EXCERPT TO READ Block Start

The Wirtschaftsrat or Economic Council was West Germany's first post-war legislative parliament and progenitor of the German Bundestag.

After the American Secretary of State George C. Marshall pushed for organisational improvements in the Anglo-American zone of occupation in post-war West Germany, the two Military Governors Lucius D. Clay and Sir Brian Robertson signed the ‘Agreement for Reorganisation of Bizonal Economic Agencies’ on 29 May 1947 resulting in the creation of the so-called Wirtschaftsrat (Economic Council), which became effective on 10 June 1947.

In principle, the Economic Council consisted of three organs concentrated in Frankfurt am Main: the Exekutivrat (Executive Committee) as a second chamber with representatives of the eight Länder in the Bizone, the Direktoren der Verwaltung (Executive Directors) as quasi-ministers presiding over the five already existing administrations, and, finally, the actual Wirtschaftsrat as first post-war parliament. In particular the latter was granted legislative and budgetary competence to facilitate the solution of pressing economic problems and the reconstruction of economic life. On 25 June 1947, the 52 delegates elected in an indirect ballot of one delegate per 750,000 citizens by the Landtage (parliaments) of the eight Länder in the Bizone gathered in Frankfurt am Main; on 9 August, the law for the reorganisation of the bizonal economic agencies was passed. Soon afterwards, however, the constructional flaws of the Economic Council as a whole came to the fore requiring the reorganisation of the bizonal administration. On 9 February 1948, the Frankfurter Statut defining the changes to the Economic Council came into effect. These were the renaming of the Executive Committee as Länderrat, the creation of a Verwaltungsrat (Administrative Council) formed by the Executive Directors and supervised by a chairman officially titled Oberdirektor, and, finally, the doubling of the delegates in the Economic Council, something which did not affect the proportion of political parties in this second economic parliament.

EXCERPT TO READ Block End

**QUESTIONS:**
1) Can you quote the part of the Economic Council passage that opens with the words containing "After the American" and closes with "10 June 1947."?
2) Would you continue the passage on West Germany's Economic Council, starting after its final sentence?

SUPPLIED RECORDS Block Start

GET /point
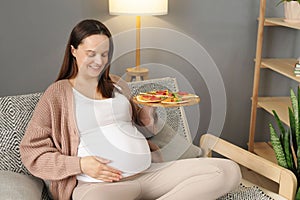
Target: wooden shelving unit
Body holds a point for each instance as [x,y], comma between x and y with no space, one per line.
[283,66]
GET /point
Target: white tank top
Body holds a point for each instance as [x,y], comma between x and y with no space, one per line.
[106,130]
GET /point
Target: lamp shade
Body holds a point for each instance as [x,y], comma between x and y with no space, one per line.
[138,7]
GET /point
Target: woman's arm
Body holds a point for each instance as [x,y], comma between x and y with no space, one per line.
[45,150]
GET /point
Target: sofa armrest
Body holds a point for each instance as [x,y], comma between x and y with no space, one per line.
[19,186]
[284,177]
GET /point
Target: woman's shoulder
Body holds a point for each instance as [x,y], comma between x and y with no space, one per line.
[58,88]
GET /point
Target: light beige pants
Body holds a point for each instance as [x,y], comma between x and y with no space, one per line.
[189,179]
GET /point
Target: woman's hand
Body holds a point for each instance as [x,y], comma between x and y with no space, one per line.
[148,117]
[156,155]
[97,168]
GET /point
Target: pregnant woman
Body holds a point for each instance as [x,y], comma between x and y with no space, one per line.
[83,139]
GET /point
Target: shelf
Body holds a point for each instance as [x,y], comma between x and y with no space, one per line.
[280,22]
[279,104]
[282,66]
[265,150]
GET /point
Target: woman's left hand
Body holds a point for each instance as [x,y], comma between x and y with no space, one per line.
[148,117]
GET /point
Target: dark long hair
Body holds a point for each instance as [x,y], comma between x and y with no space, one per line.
[69,68]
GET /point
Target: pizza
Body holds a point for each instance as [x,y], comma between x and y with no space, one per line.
[148,98]
[165,96]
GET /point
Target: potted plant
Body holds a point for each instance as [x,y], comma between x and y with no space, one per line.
[287,145]
[291,10]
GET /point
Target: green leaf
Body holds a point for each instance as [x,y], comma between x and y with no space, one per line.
[293,129]
[288,151]
[278,149]
[295,107]
[298,194]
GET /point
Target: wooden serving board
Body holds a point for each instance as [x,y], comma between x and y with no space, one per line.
[188,102]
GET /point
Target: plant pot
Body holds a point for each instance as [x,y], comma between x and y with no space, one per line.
[292,11]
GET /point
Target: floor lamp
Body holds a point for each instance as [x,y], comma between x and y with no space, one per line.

SUPPLIED RECORDS Block End

**RESULTS OF THE EXERCISE:**
1)
After the American Secretary of State George C. Marshall pushed for organisational improvements in the Anglo-American zone of occupation in post-war West Germany, the two Military Governors Lucius D. Clay and Sir Brian Robertson signed the ‘Agreement for Reorganisation of Bizonal Economic Agencies’ on 29 May 1947 resulting in the creation of the so-called Wirtschaftsrat (Economic Council), which became effective on 10 June 1947.

2)
While the Economic Council was a decisive platform for the political debate and factual implementation of any emerging economic concept, the parliament’s resolutions and acts remained subject to the authorisation by the Allied Zwei-Zonen-Amt (Bipartite Board) in Berlin and were controlled by the so-called ‘Zweizonenkontrollamt’ (Bipartite Control Office) (BICO) in Frankfurt. Foreign trade and monetary transactions were carried out by the Allied Joint Export-Import Agency (JEIA). Due to the fact that the Economic Council was restricted in its legislative scope and also not a representative assembly elected by the plebiscite, the bizonal institution was often ill-regarded as quasi-parliament. Nevertheless, this first German parliament after World War II was a central prerequisite for Germany’s political and economic reconstruction and marked an important step towards German political and economic self-determination. Henceforth, German political parties were given the opportunity actively to conduct an economic policy and to affect the definition of an emerging economic model for post-war West Germany.